# What you are asked to do
Copy out the passage of the theater review from "Julia Cho's The" to "is extremely poignant.".

BEGIN Reading text

EST Marathon 2007 Series A
Excellent performances from Dana Delany, Bruce MacVittie, Grant Shaud, and Victor Slezak grace one-acts by writers such as Billy Aronson, Neil LaBute, and Wendy MacLeod.
The program gets off to a good start with Billy Aronson's The News, which revolves around Karen (Geneva Carr), a cancer patient who has just discovered that the surgery she was about to undergo would have no effect on her condition. She is visited in her hospital room by friends Hillary (Diana Ruppe) and David (Thomas Lyons), as well as husband George (Shaud).
While the subject matter is heavy, the play is far from depressing. It's filled with numerous quirky touches and terrific dialogue that at times borders on absurdity. Director Jamie Richards has coaxed some wonderful performances out of her cast, especially Carr and Shaud who engage in an epic shouting match over the balloons that he has brought to decorate her room. The scene is played for laughs, but informed by a subtext of fear and the knowledge of Karen's imminent death.
Perhaps the most high-profile piece on the bill is LaBute's Things We Said Today, which ends the evening. It is brought vividly to life by actors Delany and Slezak under the nuanced direction of Andrew McCarthy. Delany is utterly mesmerizing as a pregnant wife who has just found out that her husband has been cheating on her with someone very close to her. The undercurrent of rage that simmers just beneath the surface of her portrayal is marvelously expressed both in her vocal inflections and nonverbal reactions. Slezak, for his part, brilliantly babbles on, spouting excuses and pulling out one cliché after another in an attempt to defuse the situation. LaBute's writing is wickedly funny, and contains a rather shocking denouement that is somewhat predictable only because the playwright has become known for his last-minute plot twists.
MacVittie delivers Wendy MacLeod's powerful monologue The Probabilities, sensitively directed by Karen Kohlhaas, about a man who has come to tell us why weather matters. This is no dry lecture, however. MacVittie's off-beat delivery is both extremely funny and suffused with a deep melancholy; you can see the man's pain bubble to the surface as he describes tragedies such as the so-called "Children's Blizzard" of 1888, that claimed the lives of numerous youths. His final story of disaster is one that seems to have a much more personal connection to him.
Julia Cho's The First Tree in Antarctica is another moving piece, directed by Kate Whoriskey to emphasize the work's poetry without crossing the line into pretentiousness. Sylvie (Michi Barall) has been having dreams of Antarctica lately, and doesn't know why. Meanwhile, there's a boy named Shawn (Jon Norman Schneider) who is trying to call her. As the different threads of the play come together, the result is extremely poignant.
On the downside, My Dog Heart, by Edith Freni, is the evening's sole failure. It's about a woman (Pepper Binkley) infected with a heart worm, who must choose between an iron heart replacement that would be functional but cut off her ability to feel and a dog heart that would be imperfect but allow for emotions. The piece is clunkily written and awkwardly directed by John Gould Rubin. The cast is unable to rise above the material, although Brian Avers has some nice moments as the man who caused the protagonist's infection.

END Reading text
BEGIN Provided information

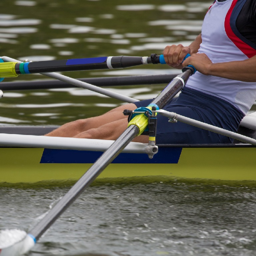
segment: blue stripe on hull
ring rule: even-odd
[[[182,148],[161,147],[152,159],[144,154],[120,154],[114,161],[115,164],[177,164]],[[86,164],[94,163],[102,152],[45,149],[40,163]]]

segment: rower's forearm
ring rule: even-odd
[[[253,57],[254,58],[254,57]],[[256,59],[212,64],[207,74],[243,82],[256,82]]]

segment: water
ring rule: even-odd
[[[26,230],[68,189],[1,188],[0,228]],[[28,255],[252,256],[256,203],[252,184],[96,184]]]

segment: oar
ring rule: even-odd
[[[0,57],[3,59],[5,56]],[[165,64],[163,55],[150,57],[117,56],[31,62],[1,62],[0,78],[14,77],[21,74],[65,71],[124,68],[152,63]]]
[[[113,86],[123,85],[167,84],[178,74],[176,74],[145,75],[143,76],[125,76],[90,78],[80,78],[77,80],[91,84],[97,86]],[[49,89],[56,88],[69,88],[75,86],[62,81],[52,79],[43,79],[40,81],[3,82],[0,83],[0,89],[2,91],[13,90]]]
[[[1,58],[5,61],[16,61],[18,62],[18,63],[19,63],[21,62],[20,61],[19,62],[19,61],[17,60],[7,57],[6,56],[1,57]],[[8,62],[5,62],[5,63],[7,63]],[[0,64],[1,64],[0,63]],[[58,80],[60,80],[70,84],[73,84],[78,87],[81,87],[82,88],[88,89],[91,91],[101,93],[104,95],[106,95],[107,96],[108,96],[115,99],[117,99],[123,101],[131,103],[137,101],[138,100],[136,99],[128,97],[127,96],[122,95],[120,93],[117,93],[114,92],[111,92],[106,89],[104,89],[103,88],[101,88],[101,87],[96,86],[95,85],[93,85],[92,84],[88,84],[88,83],[85,83],[85,82],[74,79],[74,78],[72,78],[71,77],[69,77],[68,76],[66,76],[60,74],[53,72],[42,73],[42,74],[47,76],[53,78],[57,79]]]
[[[146,112],[150,112],[153,108],[159,109],[164,106],[183,87],[193,72],[191,69],[188,68],[174,78],[146,108],[148,110]],[[0,249],[0,256],[20,255],[29,251],[61,214],[91,184],[129,143],[143,132],[147,126],[148,122],[148,118],[144,114],[137,115],[132,118],[129,123],[128,127],[124,132],[48,214],[29,231],[22,240],[8,247]],[[151,150],[148,151],[148,154],[152,156],[157,152],[157,148],[154,145],[151,145],[150,147]]]

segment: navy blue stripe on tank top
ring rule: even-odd
[[[146,107],[152,99],[134,103],[137,107]],[[218,127],[236,132],[243,114],[230,103],[185,86],[178,97],[163,108],[184,116]],[[156,142],[158,144],[232,143],[233,139],[178,122],[170,123],[158,115]]]

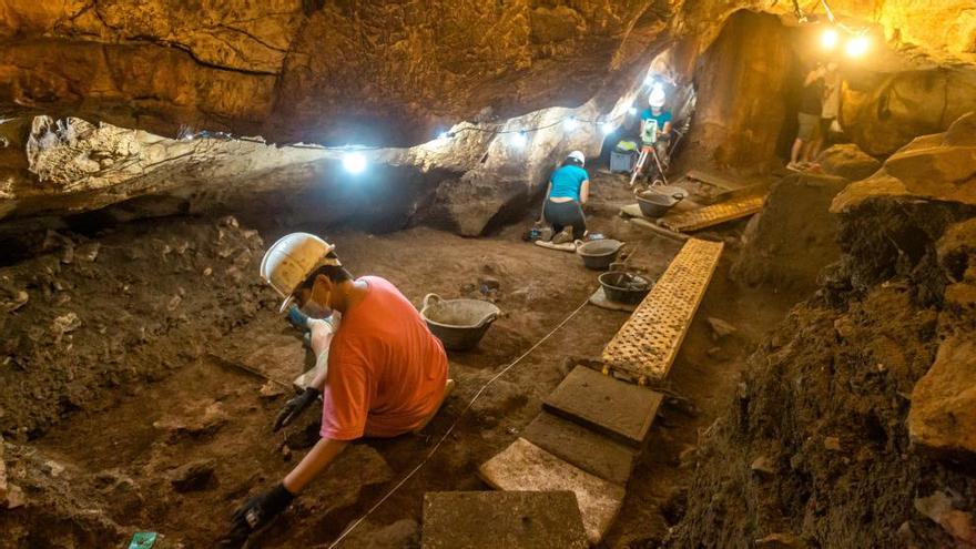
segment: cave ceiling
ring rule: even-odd
[[[801,10],[824,18],[819,1]],[[927,63],[976,63],[970,0],[834,0]],[[462,121],[609,105],[677,40],[782,0],[0,2],[0,109],[175,136],[408,145]],[[694,55],[691,55],[692,58]]]

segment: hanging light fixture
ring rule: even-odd
[[[366,156],[360,152],[344,153],[343,167],[354,175],[363,173],[366,170]]]
[[[529,134],[525,130],[511,134],[511,145],[516,149],[522,149],[529,142]]]

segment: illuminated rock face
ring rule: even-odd
[[[668,16],[532,3],[11,0],[0,103],[170,136],[416,144],[486,108],[612,101]]]
[[[794,133],[789,98],[800,77],[790,71],[803,33],[791,2],[770,3],[8,0],[0,113],[20,118],[0,123],[0,220],[146,194],[175,196],[189,211],[233,210],[255,203],[247,193],[276,199],[284,190],[315,195],[295,205],[315,204],[321,220],[365,209],[392,215],[390,226],[426,220],[480,234],[539,195],[568,151],[596,154],[602,139],[592,125],[556,125],[518,150],[491,132],[567,113],[604,116],[633,100],[661,52],[655,69],[700,92],[685,144],[720,166],[760,167],[783,156]],[[965,1],[831,6],[872,29],[885,51],[848,72],[842,122],[862,150],[889,154],[976,109]],[[30,128],[37,115],[94,130],[53,132],[57,143],[47,144],[57,146],[40,146],[49,132]],[[424,144],[461,121],[484,131]],[[386,166],[367,175],[378,186],[354,191],[335,156],[173,139],[204,129],[273,143],[373,143],[387,148],[375,153]],[[395,214],[374,207],[370,196],[393,190],[401,197]]]
[[[969,0],[831,6],[913,55],[976,63]],[[510,118],[612,101],[655,47],[689,37],[700,53],[741,9],[793,20],[791,2],[765,0],[8,0],[0,104],[170,136],[185,124],[416,144],[486,108]]]

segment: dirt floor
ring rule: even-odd
[[[657,277],[680,243],[624,231],[614,218],[628,199],[623,177],[593,181],[591,228],[626,233],[634,251],[630,266]],[[699,434],[724,413],[744,358],[801,297],[729,279],[743,226],[711,233],[732,245],[672,369],[671,397],[607,547],[651,547],[665,536],[673,496],[693,475],[688,456]],[[263,242],[293,228],[263,234]],[[597,273],[578,256],[522,242],[523,228],[477,240],[423,227],[325,233],[354,274],[387,277],[416,305],[427,293],[480,296],[504,315],[478,348],[450,354],[458,388],[424,435],[353,445],[258,537],[261,547],[326,547],[427,455],[487,379],[597,288]],[[272,433],[287,396],[273,385],[262,390],[264,379],[234,366],[289,382],[308,364],[298,333],[274,314],[274,295],[257,279],[264,244],[231,220],[183,218],[71,240],[70,263],[57,260],[64,246],[52,246],[55,260],[37,260],[58,264],[49,281],[30,278],[38,272],[33,263],[3,272],[11,292],[26,287],[32,301],[6,317],[17,344],[4,344],[0,380],[9,404],[0,426],[9,476],[24,488],[28,505],[0,514],[0,529],[11,532],[0,537],[0,548],[118,547],[140,530],[160,532],[156,547],[209,547],[234,507],[278,481],[317,437],[317,410]],[[99,243],[99,257],[79,260],[82,241]],[[57,285],[70,292],[49,288],[51,296],[44,295],[43,287]],[[65,292],[73,301],[59,303]],[[51,324],[65,307],[77,312],[80,326],[70,318]],[[716,339],[709,317],[738,331]],[[424,492],[487,489],[475,474],[478,465],[518,437],[540,399],[573,365],[597,358],[626,319],[624,313],[583,306],[496,382],[430,461],[344,546],[418,547]],[[65,368],[75,373],[65,375]]]

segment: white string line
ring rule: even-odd
[[[504,376],[508,370],[510,370],[512,367],[515,367],[516,364],[520,363],[522,358],[529,356],[530,353],[532,353],[532,352],[536,350],[540,345],[542,345],[543,343],[546,343],[547,339],[549,339],[550,337],[552,337],[553,334],[556,334],[557,332],[559,332],[559,328],[561,328],[562,326],[566,326],[566,323],[568,323],[569,321],[571,321],[572,317],[575,317],[575,316],[577,315],[577,313],[579,313],[579,312],[580,312],[580,311],[587,305],[588,302],[589,302],[589,299],[584,299],[584,301],[580,304],[580,306],[577,307],[572,313],[570,313],[569,316],[567,316],[566,318],[563,318],[562,322],[559,323],[558,326],[556,326],[555,328],[552,328],[548,334],[546,334],[545,336],[542,336],[541,339],[539,339],[538,342],[536,342],[535,345],[532,345],[531,347],[529,347],[529,350],[526,350],[525,353],[522,353],[521,356],[519,356],[518,358],[516,358],[515,360],[512,360],[511,364],[509,364],[509,365],[506,366],[501,372],[499,372],[498,374],[496,374],[495,377],[492,377],[491,379],[488,379],[488,382],[485,383],[485,385],[482,385],[480,389],[478,389],[478,393],[475,394],[475,396],[471,398],[471,400],[468,403],[468,405],[465,407],[465,409],[462,409],[461,413],[458,414],[458,416],[455,418],[454,423],[450,424],[450,427],[448,427],[447,431],[445,431],[444,435],[440,437],[440,439],[437,440],[437,444],[434,445],[434,448],[430,448],[430,451],[427,453],[427,457],[425,457],[419,464],[417,464],[417,466],[414,467],[414,468],[410,470],[410,472],[407,474],[406,477],[404,477],[403,479],[400,479],[399,482],[397,482],[393,488],[390,488],[390,490],[389,490],[388,492],[386,492],[385,496],[383,496],[382,498],[379,498],[379,501],[377,501],[376,504],[374,504],[373,507],[369,508],[369,510],[367,510],[362,517],[357,518],[355,522],[353,522],[348,528],[346,528],[346,530],[345,530],[343,533],[340,533],[339,537],[336,538],[336,540],[333,541],[332,545],[329,545],[327,549],[335,549],[335,547],[337,547],[337,546],[339,545],[339,542],[342,542],[343,539],[346,538],[346,536],[348,536],[349,533],[352,533],[353,530],[356,529],[356,527],[358,527],[360,523],[363,523],[363,521],[366,520],[366,518],[369,517],[369,515],[373,514],[373,511],[375,511],[377,508],[379,508],[379,506],[382,506],[384,501],[386,501],[387,499],[389,499],[390,496],[393,496],[393,495],[394,495],[394,494],[395,494],[395,492],[396,492],[401,486],[404,486],[404,484],[405,484],[407,480],[409,480],[410,478],[413,478],[414,475],[415,475],[418,470],[420,470],[420,468],[424,467],[424,465],[427,464],[427,461],[429,461],[431,457],[434,457],[434,453],[436,453],[437,449],[440,448],[440,445],[444,444],[445,440],[447,440],[447,437],[449,437],[450,434],[454,433],[454,428],[457,427],[457,424],[459,424],[460,420],[461,420],[461,418],[465,417],[465,414],[467,414],[468,410],[471,409],[471,406],[474,406],[475,400],[477,400],[478,397],[480,397],[481,394],[485,393],[485,389],[487,389],[492,383],[495,383],[496,380],[498,380],[498,378],[500,378],[500,377]]]

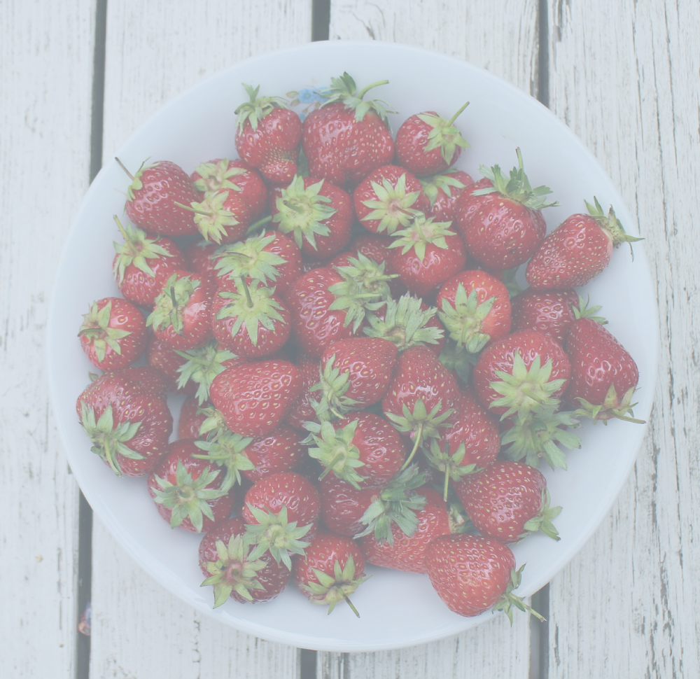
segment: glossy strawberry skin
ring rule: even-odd
[[[126,211],[134,224],[146,231],[166,236],[194,235],[193,213],[176,204],[189,206],[198,200],[189,175],[179,165],[163,160],[136,173],[129,187]]]
[[[498,192],[473,194],[493,186],[484,178],[460,194],[455,226],[470,255],[482,265],[512,269],[533,255],[545,237],[547,225],[540,211]]]
[[[506,545],[482,536],[444,535],[426,550],[430,582],[450,610],[478,615],[493,606],[505,592],[515,567]]]

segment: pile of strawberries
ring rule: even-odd
[[[393,136],[364,98],[383,84],[344,74],[303,120],[246,85],[239,158],[142,167],[115,216],[123,297],[85,315],[103,372],[78,416],[202,533],[215,606],[291,580],[355,610],[370,563],[427,573],[462,615],[530,610],[508,545],[559,539],[540,461],[566,468],[584,418],[639,421],[636,365],[577,290],[636,239],[597,200],[546,234],[519,150],[475,182],[454,169],[466,104]]]

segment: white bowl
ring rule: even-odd
[[[347,71],[358,88],[388,78],[374,97],[398,113],[393,129],[409,115],[435,110],[449,116],[468,100],[458,125],[471,148],[458,167],[475,178],[480,164],[516,164],[522,150],[533,186],[552,189],[556,207],[545,211],[551,230],[584,200],[612,204],[628,232],[637,227],[615,187],[579,139],[545,107],[486,71],[443,55],[395,43],[313,43],[247,59],[192,88],[153,116],[118,150],[128,167],[144,159],[167,160],[191,172],[211,158],[235,157],[234,109],[246,99],[241,83],[260,84],[262,94],[323,87]],[[210,587],[200,588],[199,537],[173,531],[156,511],[144,479],[115,477],[78,423],[75,402],[91,369],[76,337],[90,302],[118,294],[111,276],[118,237],[112,215],[122,214],[127,181],[108,159],[90,186],[61,256],[50,305],[48,330],[50,391],[71,467],[88,502],[123,547],[173,594],[227,624],[274,641],[333,651],[399,648],[457,634],[491,617],[462,617],[447,609],[427,576],[370,567],[374,575],[354,602],[330,615],[310,604],[293,586],[266,604],[231,600],[213,610]],[[611,265],[587,288],[603,305],[608,328],[636,359],[640,374],[635,415],[648,419],[657,373],[657,322],[653,286],[643,243],[634,262],[623,246]],[[568,469],[547,477],[559,542],[532,536],[514,548],[526,562],[519,592],[531,595],[547,583],[581,549],[609,512],[633,467],[645,426],[621,421],[588,425],[580,450],[567,455]],[[417,613],[417,615],[416,615]],[[524,615],[524,614],[523,614]]]

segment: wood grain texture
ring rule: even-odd
[[[0,667],[17,679],[71,676],[76,660],[79,495],[44,351],[56,253],[89,181],[93,4],[0,4]]]
[[[700,9],[691,0],[598,10],[550,3],[550,106],[636,216],[657,281],[661,363],[632,477],[552,582],[549,676],[696,677]]]
[[[311,27],[310,0],[109,3],[104,157],[202,78],[249,56],[308,42]],[[136,566],[99,522],[93,573],[92,677],[299,673],[298,650],[203,620]]]

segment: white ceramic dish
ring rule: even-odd
[[[347,71],[358,88],[388,78],[375,90],[400,113],[396,130],[408,115],[435,110],[448,117],[471,102],[458,124],[471,148],[458,167],[480,176],[479,164],[516,164],[519,146],[533,186],[547,184],[559,206],[545,211],[553,228],[584,210],[584,199],[610,204],[627,231],[636,233],[615,188],[578,139],[546,108],[488,72],[442,55],[393,43],[314,43],[248,59],[186,92],[146,122],[118,150],[127,167],[145,158],[168,160],[188,172],[199,162],[235,156],[233,111],[245,98],[241,84],[261,85],[261,94],[322,87]],[[435,74],[439,74],[440,77]],[[202,125],[202,102],[206,102]],[[335,651],[398,648],[456,634],[491,617],[465,618],[449,611],[427,576],[370,568],[374,574],[354,596],[358,620],[347,607],[331,615],[290,587],[267,604],[230,601],[211,608],[211,588],[201,588],[197,563],[199,537],[172,531],[160,518],[144,479],[119,479],[90,451],[74,404],[90,365],[76,332],[93,300],[118,290],[111,277],[113,214],[122,214],[127,186],[122,170],[108,160],[90,186],[61,256],[49,318],[50,391],[71,467],[94,510],[124,548],[173,594],[221,622],[295,646]],[[657,323],[654,290],[643,243],[614,253],[608,269],[588,288],[603,304],[610,330],[636,360],[640,374],[635,414],[648,419],[657,372]],[[610,294],[614,291],[614,294]],[[587,426],[583,444],[568,454],[568,470],[548,477],[552,503],[564,511],[556,520],[561,540],[533,536],[514,547],[526,562],[519,593],[530,595],[548,582],[580,550],[608,514],[634,463],[645,427],[615,421]]]

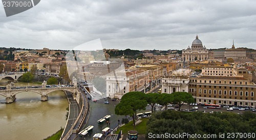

END Provided information

# Response area
Julia Cho's The First Tree in Antarctica is another moving piece, directed by Kate Whoriskey to emphasize the work's poetry without crossing the line into pretentiousness. Sylvie (Michi Barall) has been having dreams of Antarctica lately, and doesn't know why. Meanwhile, there's a boy named Shawn (Jon Norman Schneider) who is trying to call her. As the different threads of the play come together, the result is extremely poignant.